Faktor Kalah dan Menang Kontestan Pilkada
Oleh Naim Emel Prahana
Pegiat seni budaya
Adagium lama, “kegagaan adalah kemenangan yang tertunda!” Mungkin
tidak cocok dengan peristiwa pemilihan kepala daerah (pilkada), apalagi pilkada
serentak 2015 yang baru saja lewat di depan rumah rakyat. Kekalahan pada
pilkada sekarang ini, benar-benar kekalahan yang ‘kalah’ dari semua sisi.
Kekalahan pasangan calon (paslon) kepala daerah tersebut bukanlah suatu
kegagalan, melainkan kekalahan nyata.
Jika dikatakan pilkada itu punya cost mahal, benar sekali! Kendati,
pada pilkada serentak 2015 banyak biaya yang biasanya dikeluarkan paslon
menjadi berkurang, karena biaya-biaya utama ditanggung oleh pemerintah melalui
KPU. Namun demikian, biaya pilkada setiap paslon jelas sangat tinggi. Sebab,
aturan yang membatasi anggaran kampanye, pembuatan APK, transportasi,
sosialisasi dan kampanye terbuka itu.
Bias disiati oleh paslon dan tim suksesnya. Itulah biaya pilkada yang
tetap mahal. Apalagi paslonnya mengalami kekalahan. Jika ditinjau dari
kekalahan paslon dalam pilkada yang baru saja berlalu. Banyak hal yang selama
ini tidak terpikirkan oleh paslon.
Kekalahan pertama; kalah banyak meraih suara dari paslon
lain. Berarti gagal mendapat simpati dan dukungan dari rakyat. Faktor
penyebabnya banyak sekali. Diantaranya karena rakyat sudah semakin cerdas
memilah dan memilih calon pemimpin mereka untuk waktu yang panjang – lima
tahun!
Track record seorang calon selalu terekam dalam
kehidupan masyarakat sehari-hari dan akan muncul pada saat pilkada. Track
record itu, bisa saja si calon pernah jadi pejabat daerah atau pengusaha yang
butuh masyarakat ketika ada maunya. Setelah tercapai masyarakat dibuang seperti
sampah. Kekecewaan model itu sangat mempengaruhi perolehan suara pada pilkada
oleh seseorang calon. Berarti, kekalahan itu ada pada diri si calin itu
sendiri. Dan, itu kekalahan yang sangat dahsyat. Apalagi jika dikaitkan dengan
biaya yang sudah dikeluarkan.
++++++++++++++++++++
Tugas Singkat 1 |
Jawablah pertanyaan berikut berdasarkan teks tentang pilkada.
(a) Menurut teks, siapa yang menanggung biaya-biaya utama pada pilkada serentak 2015?
(b) Untuk berapa lama rakyat memilah dan memilih calon pemimpin mereka?
(c) Kapan track record seorang calon akan muncul?
Tugas Singkat 2 |
Ubahlah paragraf dalam teks tentang pilkada yang diawali "Track record seorang calon" menjadi daftar poin singkat tanpa menghilangkan fakta utamanya.
Tugas Singkat 3 |
Tuliskan kembali bagian teks tentang pilkada mulai dari "Kekalahan pertama; kalah" sampai "yang sudah dikeluarkan.". Tukar kata "rakyat" dengan "warga".

Materi yang Diberikan |
++++++++++++++++++++
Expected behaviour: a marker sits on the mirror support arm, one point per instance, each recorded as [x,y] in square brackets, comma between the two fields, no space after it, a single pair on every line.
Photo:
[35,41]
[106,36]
++++++++++++++++++++
Jawaban Latihan 1 |
(a) Biaya-biaya utama ditanggung oleh pemerintah melalui KPU.
(b) Rakyat memilih calon pemimpin untuk waktu lima tahun.
(c) Track record seorang calon akan muncul pada saat pilkada.

Jawaban Latihan 2 |
- Track record calon terekam dalam kehidupan sehari-hari masyarakat dan muncul saat pilkada.
- Contohnya, calon pernah menjadi pejabat daerah atau pengusaha yang membutuhkan masyarakat hanya ketika ada maunya. Setelah tujuannya tercapai, masyarakat dibuang seperti sampah.
- Kekecewaan semacam itu sangat memengaruhi perolehan suara calon.
- Karena itu, kekalahan ada pada diri calon sendiri dan merupakan kekalahan yang sangat dahsyat, apalagi jika dikaitkan dengan biaya yang sudah dikeluarkan.

Jawaban Latihan 3 |
Kekalahan pertama; kalah banyak meraih suara dari paslon
lain. Berarti gagal mendapat simpati dan dukungan dari warga. Faktor
penyebabnya banyak sekali. Diantaranya karena warga sudah semakin cerdas
memilah dan memilih calon pemimpin mereka untuk waktu yang panjang – lima
tahun!
Track record seorang calon selalu terekam dalam
kehidupan masyarakat sehari-hari dan akan muncul pada saat pilkada. Track
record itu, bisa saja si calon pernah jadi pejabat daerah atau pengusaha yang
butuh masyarakat ketika ada maunya. Setelah tercapai masyarakat dibuang seperti
sampah. Kekecewaan model itu sangat mempengaruhi perolehan suara pada pilkada
oleh seseorang calon. Berarti, kekalahan itu ada pada diri si calin itu
sendiri. Dan, itu kekalahan yang sangat dahsyat. Apalagi jika dikaitkan dengan
biaya yang sudah dikeluarkan.